> [Exercise data]
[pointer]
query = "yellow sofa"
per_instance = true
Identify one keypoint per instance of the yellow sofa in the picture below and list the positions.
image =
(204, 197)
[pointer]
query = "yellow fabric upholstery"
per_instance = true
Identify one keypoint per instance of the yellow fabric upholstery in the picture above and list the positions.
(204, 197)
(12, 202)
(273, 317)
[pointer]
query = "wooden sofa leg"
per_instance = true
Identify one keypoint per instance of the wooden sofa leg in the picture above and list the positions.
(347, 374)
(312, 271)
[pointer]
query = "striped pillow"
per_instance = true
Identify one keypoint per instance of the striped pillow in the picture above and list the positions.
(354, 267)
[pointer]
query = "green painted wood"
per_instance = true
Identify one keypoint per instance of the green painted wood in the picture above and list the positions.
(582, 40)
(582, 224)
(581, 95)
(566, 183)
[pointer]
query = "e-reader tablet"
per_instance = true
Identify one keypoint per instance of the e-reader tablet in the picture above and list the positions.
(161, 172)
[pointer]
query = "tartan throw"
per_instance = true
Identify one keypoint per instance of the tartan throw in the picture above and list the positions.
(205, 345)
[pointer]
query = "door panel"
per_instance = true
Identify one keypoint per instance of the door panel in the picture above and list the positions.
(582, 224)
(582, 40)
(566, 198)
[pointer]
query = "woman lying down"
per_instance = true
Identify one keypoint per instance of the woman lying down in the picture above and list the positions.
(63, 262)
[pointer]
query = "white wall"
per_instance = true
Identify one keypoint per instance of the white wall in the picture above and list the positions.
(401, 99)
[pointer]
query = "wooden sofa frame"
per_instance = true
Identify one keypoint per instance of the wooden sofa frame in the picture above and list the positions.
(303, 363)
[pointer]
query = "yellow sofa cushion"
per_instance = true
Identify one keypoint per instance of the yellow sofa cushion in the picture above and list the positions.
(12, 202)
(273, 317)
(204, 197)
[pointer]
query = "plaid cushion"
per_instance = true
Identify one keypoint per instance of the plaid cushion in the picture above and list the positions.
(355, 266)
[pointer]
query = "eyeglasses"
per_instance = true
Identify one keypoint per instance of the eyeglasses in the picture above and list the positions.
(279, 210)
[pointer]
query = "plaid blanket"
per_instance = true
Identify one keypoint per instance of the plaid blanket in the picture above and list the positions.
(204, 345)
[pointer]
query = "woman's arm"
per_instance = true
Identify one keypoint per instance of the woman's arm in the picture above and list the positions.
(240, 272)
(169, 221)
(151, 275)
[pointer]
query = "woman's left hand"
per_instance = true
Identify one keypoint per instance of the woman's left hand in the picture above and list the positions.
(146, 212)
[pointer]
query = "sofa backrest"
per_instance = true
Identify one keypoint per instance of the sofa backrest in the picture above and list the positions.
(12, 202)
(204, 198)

> [Work required] Reproduce the data in full, exactly.

> [Result for this task]
[pointer]
query = "yellow sofa"
per_instance = true
Identify one keypoint per instance of the yellow sofa in the picture below and list the positions.
image =
(204, 197)
[pointer]
query = "yellow fabric upholstery"
per_instance = true
Identify one keypoint per instance of the yellow fabric upholstery in the picture above and list the positions.
(204, 197)
(12, 202)
(273, 317)
[pointer]
query = "wooden sofa leg"
per_instance = true
Identify one keypoint per instance of the wooden sofa leg in the picture above and list the positions.
(347, 374)
(312, 271)
[pointer]
query = "striped pillow"
per_instance = true
Identify one keypoint per instance of the striped pillow in the picture above and list the positions.
(354, 267)
[pointer]
query = "green painted wood"
per_instance = true
Identify one keypoint per instance of the green painted wood in the picture above and list the positions.
(582, 40)
(582, 224)
(581, 95)
(566, 183)
[pointer]
query = "e-reader tablet"
per_instance = true
Identify one keypoint per instance of the e-reader tablet in the picture above and list the positions.
(161, 172)
[pointer]
query = "tartan throw"
per_instance = true
Identify one keypoint per instance of the tartan throw in the picture above and list the positions.
(205, 345)
[pointer]
query = "door panel"
per_instance = true
Identify one keypoint per instance of the door panel in the picture above and list the positions.
(582, 224)
(582, 40)
(566, 198)
[pointer]
query = "woman lying down"
per_instance = true
Identify one keypoint per instance of the woman lying down in the picture above and list the positions.
(63, 262)
[pointer]
query = "white wall"
per_instance = true
Identify one keypoint per instance of the white wall in the picture above and list the positions.
(401, 99)
[pointer]
query = "wooden sofa frame"
per_instance = true
Identify one keypoint per instance of the wooden sofa frame in the picture above and list the positions.
(303, 363)
[pointer]
query = "yellow sofa cushion"
per_instance = true
Identify one keypoint per instance of the yellow sofa cushion in the picture above and list the positions.
(12, 202)
(273, 317)
(204, 197)
[pointer]
query = "plaid cushion"
per_instance = true
Identify one keypoint per instance of the plaid cushion in the picture above and list the positions.
(355, 266)
[pointer]
query = "eyeglasses"
per_instance = true
Identify one keypoint per instance of the eyeglasses in the picture above and list the positions.
(279, 210)
[pointer]
query = "plaid blanket"
per_instance = true
Identify one keypoint per instance of the plaid blanket in the picture above and list the positions.
(204, 345)
[pointer]
query = "woman's arm"
per_instance = true
Identify one keypoint per instance of the woman's arm in the picture above and list the positions.
(240, 272)
(169, 221)
(151, 275)
[pointer]
query = "woman's left hand"
per_instance = true
Identify one keypoint per instance of the woman's left hand in the picture above and list the positions.
(146, 212)
[pointer]
query = "sofa backrest"
per_instance = true
Identify one keypoint per instance of the sofa backrest in the picture above and list the positions.
(12, 202)
(204, 198)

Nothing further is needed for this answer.